▶
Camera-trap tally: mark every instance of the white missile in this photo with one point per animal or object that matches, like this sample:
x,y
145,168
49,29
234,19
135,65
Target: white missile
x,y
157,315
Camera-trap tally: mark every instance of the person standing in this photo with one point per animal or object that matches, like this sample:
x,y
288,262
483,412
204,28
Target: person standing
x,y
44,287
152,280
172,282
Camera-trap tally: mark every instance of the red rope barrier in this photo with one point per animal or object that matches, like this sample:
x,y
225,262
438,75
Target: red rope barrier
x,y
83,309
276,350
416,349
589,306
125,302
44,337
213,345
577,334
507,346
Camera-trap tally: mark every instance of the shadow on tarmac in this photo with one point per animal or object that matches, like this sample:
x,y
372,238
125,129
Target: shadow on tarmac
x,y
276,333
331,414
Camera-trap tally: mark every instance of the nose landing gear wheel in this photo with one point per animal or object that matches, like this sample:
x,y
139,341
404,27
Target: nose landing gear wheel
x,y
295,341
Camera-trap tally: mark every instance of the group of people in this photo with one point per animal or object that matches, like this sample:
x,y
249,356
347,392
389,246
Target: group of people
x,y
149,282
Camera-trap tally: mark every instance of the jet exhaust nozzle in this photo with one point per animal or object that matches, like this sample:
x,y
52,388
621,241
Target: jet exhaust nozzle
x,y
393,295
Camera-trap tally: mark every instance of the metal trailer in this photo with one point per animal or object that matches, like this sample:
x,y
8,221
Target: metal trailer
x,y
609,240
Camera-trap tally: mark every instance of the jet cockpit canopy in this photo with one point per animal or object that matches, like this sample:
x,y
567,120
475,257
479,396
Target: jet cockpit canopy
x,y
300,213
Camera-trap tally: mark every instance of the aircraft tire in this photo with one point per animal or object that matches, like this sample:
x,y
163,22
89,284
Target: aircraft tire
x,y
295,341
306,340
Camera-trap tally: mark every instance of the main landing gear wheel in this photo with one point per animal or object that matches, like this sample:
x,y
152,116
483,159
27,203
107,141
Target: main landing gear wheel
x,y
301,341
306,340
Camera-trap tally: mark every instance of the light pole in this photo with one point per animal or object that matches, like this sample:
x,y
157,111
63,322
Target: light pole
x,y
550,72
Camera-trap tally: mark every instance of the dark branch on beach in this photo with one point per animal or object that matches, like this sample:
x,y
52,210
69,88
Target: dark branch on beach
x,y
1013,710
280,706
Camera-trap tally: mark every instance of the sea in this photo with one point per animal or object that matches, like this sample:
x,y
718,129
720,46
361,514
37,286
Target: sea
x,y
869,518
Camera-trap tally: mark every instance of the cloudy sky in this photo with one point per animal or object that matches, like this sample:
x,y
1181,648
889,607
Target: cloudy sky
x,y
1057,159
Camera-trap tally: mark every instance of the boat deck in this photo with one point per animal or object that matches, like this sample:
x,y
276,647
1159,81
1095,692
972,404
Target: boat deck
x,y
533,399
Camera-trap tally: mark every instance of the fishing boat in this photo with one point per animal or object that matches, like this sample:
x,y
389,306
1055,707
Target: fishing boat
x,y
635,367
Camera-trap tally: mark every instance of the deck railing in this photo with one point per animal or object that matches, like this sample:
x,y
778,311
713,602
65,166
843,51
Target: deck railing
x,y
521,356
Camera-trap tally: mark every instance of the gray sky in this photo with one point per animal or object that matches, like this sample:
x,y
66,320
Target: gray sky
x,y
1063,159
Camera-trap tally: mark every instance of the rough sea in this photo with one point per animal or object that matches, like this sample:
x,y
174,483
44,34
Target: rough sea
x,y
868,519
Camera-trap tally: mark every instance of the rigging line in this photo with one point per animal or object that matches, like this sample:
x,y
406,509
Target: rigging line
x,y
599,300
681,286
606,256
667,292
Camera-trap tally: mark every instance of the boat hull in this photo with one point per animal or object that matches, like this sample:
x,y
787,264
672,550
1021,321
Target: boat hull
◀
- **PROBLEM**
Copy, from the material above, each line in which the string "hull" occurs.

- **ANSWER BOX**
Camera-trap tally: mark every instance of the boat hull in this photo with one point per animal or object that matches, like this sample:
Target: boat hull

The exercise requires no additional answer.